The task: Could you resize the lines, starting with the line with "the person sitting" and going on through the last line? Copy each line in full, but multiply every x,y coordinate value by 0.45 and round it to a whole number, with halves rounded up.
....
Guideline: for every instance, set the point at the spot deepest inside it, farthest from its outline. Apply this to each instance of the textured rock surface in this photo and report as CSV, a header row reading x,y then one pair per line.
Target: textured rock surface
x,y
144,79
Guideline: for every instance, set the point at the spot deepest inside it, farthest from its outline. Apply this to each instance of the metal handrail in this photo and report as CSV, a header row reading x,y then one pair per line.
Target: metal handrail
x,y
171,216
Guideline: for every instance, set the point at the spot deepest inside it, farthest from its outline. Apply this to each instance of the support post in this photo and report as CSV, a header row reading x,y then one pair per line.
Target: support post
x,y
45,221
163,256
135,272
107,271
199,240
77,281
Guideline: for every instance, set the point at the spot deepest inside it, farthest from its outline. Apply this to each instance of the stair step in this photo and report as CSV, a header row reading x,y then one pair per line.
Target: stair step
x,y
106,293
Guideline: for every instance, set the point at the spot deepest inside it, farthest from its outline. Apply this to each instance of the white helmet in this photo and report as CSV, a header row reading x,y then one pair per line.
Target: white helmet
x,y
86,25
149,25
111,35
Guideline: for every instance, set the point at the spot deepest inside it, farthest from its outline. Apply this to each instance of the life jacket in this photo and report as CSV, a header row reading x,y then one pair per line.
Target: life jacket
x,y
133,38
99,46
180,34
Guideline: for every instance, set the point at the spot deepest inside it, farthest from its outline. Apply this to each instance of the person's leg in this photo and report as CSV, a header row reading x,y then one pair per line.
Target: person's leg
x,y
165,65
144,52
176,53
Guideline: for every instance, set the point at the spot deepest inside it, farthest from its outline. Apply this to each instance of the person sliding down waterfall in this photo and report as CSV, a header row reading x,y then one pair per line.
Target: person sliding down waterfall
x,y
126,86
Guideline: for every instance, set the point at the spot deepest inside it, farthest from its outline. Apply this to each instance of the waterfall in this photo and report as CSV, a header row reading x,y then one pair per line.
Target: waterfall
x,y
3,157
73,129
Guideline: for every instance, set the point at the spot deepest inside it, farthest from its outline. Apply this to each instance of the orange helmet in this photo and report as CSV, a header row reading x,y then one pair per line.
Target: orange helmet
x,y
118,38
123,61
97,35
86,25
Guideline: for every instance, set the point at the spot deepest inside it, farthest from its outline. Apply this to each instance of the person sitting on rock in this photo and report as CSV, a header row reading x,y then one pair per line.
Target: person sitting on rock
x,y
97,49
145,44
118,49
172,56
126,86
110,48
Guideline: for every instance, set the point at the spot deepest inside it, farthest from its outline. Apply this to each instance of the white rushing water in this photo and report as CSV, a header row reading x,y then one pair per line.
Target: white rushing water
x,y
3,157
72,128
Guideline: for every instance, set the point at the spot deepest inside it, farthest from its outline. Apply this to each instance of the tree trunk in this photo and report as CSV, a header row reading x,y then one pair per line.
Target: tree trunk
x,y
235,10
....
Solution for this exercise:
Guideline: for every instance, set the point at the spot deepest inside it, farthest from its outline. Apply this to each instance of the person sitting on rock in this photo and report as CSV, a header row reading x,y then one pair per line.
Target: person sitting on rock
x,y
44,22
65,20
53,22
77,25
57,39
50,22
Guideline: for every instance, set the point at the spot deepest inside it, farthest from its outline. Apply this to each instance of the white rushing water in this photo and report as CSV, a header row reading x,y then one pair per line.
Target: white rushing water
x,y
1,71
32,58
Guideline: for every instance, set the point at the spot deepest inside it, farthest from its outline. Apply this to each instance of the tree trunk in this photo and report as CSV, a header row reading x,y then one pair per line.
Target: tree trunk
x,y
106,5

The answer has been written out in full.